[Text passage Boundary: Start]

Boon of Hysh isn't any better equipped to deal with this "exotic hax bullshit" than Ill-bane. One spell handles poison and disease, the other handles poison, disease, and wounds. Neither handle this mysterious theoretical substance that's neither poison nor disease.
I'm going off the threadmarked spellbook description which says it fixes all maladies.
If we wanted to make a super staff that seems like it's likely to be quite a ways off, at least two tiers of enchanting to raise. Potentially investigating materials to attune them, etc. I'm not sure it's worth holding out for however many years that might take as opposed to just making a fine basic one that does the job now and potentially upgrading in the future if time allows.
We don't have a use for a basic staff is kind of the thing. Until we hit Magic 9 without a staff(where our main likely cause is hitting an Arcane Mark gacha jackpot instead of the FML items) we'd rather use the Grounding Rod.
I mean it's not like women just appeared out of holes in the ground during colonial settlement or in the mid-west during those periods. For the most part it was like how it is now. The female population mostly consisting of "camp followers" (aka women of the night) and it wasn't until different economical possibilities (and some penal sentencing or just actively putting women on boats) really changed that.
After a generation the issue will mostly solve itself but that'll still leave a lot of single lonely older men with no families to support them. Not sure what the Dwarven opinion on pensions is though.
Actually, I suspect Belegar simply doesn't quite realize that "if you build it they will come" has some difficulties when it comes to moving large groups of human civilians across the Border Princes/Badlands. Dwarf culture has everyone theoretically willing and able to fight. A dwarf prospective migrant just needs to join a caravan moving in the right direction and be considered an asset to the team.

[Text passage Boundary: End]
[Entries supplied Boundary: Start]

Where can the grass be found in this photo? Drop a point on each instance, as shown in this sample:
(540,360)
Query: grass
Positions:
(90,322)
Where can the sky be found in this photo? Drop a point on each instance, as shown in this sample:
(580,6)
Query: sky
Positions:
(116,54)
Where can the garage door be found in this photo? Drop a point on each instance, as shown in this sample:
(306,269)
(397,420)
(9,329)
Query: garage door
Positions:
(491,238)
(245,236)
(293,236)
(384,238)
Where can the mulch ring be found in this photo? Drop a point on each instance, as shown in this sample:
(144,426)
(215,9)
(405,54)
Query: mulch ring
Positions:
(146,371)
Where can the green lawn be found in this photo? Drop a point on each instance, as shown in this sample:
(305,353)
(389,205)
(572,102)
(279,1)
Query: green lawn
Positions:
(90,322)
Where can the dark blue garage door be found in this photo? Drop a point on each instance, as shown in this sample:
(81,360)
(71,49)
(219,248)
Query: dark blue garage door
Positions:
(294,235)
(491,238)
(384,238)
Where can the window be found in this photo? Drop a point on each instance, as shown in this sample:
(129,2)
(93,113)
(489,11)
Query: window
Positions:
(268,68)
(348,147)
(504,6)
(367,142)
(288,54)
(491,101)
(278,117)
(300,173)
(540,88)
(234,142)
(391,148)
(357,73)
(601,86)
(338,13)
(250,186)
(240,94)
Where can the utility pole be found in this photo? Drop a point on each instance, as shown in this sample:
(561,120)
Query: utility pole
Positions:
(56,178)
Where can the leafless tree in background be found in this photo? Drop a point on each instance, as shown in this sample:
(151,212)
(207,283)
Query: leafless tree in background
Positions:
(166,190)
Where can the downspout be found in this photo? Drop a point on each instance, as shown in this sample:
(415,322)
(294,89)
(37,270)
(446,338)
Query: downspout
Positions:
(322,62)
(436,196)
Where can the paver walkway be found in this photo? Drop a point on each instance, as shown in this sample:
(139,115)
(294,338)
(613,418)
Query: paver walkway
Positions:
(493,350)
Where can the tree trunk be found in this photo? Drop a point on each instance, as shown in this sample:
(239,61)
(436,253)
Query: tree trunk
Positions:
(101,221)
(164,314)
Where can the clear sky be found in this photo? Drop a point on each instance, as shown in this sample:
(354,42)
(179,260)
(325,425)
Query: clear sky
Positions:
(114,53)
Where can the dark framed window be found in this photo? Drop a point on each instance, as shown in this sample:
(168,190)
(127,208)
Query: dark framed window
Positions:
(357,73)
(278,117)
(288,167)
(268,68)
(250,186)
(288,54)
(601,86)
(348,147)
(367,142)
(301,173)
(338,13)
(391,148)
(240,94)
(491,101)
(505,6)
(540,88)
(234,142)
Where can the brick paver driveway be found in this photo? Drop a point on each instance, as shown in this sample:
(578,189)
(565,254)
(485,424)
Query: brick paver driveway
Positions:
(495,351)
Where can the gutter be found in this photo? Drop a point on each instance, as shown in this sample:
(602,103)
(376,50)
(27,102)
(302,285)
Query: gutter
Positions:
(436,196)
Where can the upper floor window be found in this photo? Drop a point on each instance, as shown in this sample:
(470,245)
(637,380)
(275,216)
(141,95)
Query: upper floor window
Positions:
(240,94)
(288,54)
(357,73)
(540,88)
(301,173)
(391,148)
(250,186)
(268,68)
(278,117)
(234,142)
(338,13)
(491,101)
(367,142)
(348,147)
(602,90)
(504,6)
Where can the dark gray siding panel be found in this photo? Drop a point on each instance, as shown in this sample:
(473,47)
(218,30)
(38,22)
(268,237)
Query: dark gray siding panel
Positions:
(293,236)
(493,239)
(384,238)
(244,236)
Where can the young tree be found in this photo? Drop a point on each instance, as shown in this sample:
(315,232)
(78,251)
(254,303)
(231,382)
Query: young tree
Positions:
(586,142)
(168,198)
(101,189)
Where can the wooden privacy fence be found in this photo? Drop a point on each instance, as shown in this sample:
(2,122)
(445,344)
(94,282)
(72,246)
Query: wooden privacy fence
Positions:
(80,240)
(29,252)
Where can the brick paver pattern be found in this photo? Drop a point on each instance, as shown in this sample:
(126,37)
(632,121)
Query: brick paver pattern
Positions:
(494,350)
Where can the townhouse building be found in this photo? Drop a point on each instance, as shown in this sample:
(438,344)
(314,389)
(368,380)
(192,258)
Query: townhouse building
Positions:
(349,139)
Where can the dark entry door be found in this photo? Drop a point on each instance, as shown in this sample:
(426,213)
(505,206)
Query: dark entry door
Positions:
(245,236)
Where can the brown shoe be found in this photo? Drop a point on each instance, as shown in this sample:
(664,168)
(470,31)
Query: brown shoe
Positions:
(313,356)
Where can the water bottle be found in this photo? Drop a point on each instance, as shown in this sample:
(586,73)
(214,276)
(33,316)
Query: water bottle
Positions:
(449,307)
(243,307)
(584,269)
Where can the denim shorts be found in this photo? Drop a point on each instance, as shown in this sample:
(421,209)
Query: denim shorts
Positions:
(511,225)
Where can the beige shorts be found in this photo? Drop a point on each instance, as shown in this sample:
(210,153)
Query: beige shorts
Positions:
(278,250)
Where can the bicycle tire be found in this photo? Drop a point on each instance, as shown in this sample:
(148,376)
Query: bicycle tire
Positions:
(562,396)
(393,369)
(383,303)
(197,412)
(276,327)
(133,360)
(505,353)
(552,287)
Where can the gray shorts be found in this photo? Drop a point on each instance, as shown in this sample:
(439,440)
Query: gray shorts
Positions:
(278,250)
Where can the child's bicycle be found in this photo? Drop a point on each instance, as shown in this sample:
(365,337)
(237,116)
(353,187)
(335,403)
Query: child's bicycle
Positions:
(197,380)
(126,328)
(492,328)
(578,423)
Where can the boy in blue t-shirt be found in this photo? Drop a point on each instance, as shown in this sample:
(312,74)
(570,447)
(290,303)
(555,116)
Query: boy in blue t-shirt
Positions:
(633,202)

[Entries supplied Boundary: End]

Work to complete
Swap "staff" for "wand" everywhere in the discussion between "I'm going off" and "the Grounding Rod.", inclusive, and write out that part. This data has nothing to do with the discussion above.

Reply
I'm going off the threadmarked spellbook description which says it fixes all maladies.
If we wanted to make a super wand that seems like it's likely to be quite a ways off, at least two tiers of enchanting to raise. Potentially investigating materials to attune them, etc. I'm not sure it's worth holding out for however many years that might take as opposed to just making a fine basic one that does the job now and potentially upgrading in the future if time allows.
We don't have a use for a basic wand is kind of the thing. Until we hit Magic 9 without a wand(where our main likely cause is hitting an Arcane Mark gacha jackpot instead of the FML items) we'd rather use the Grounding Rod.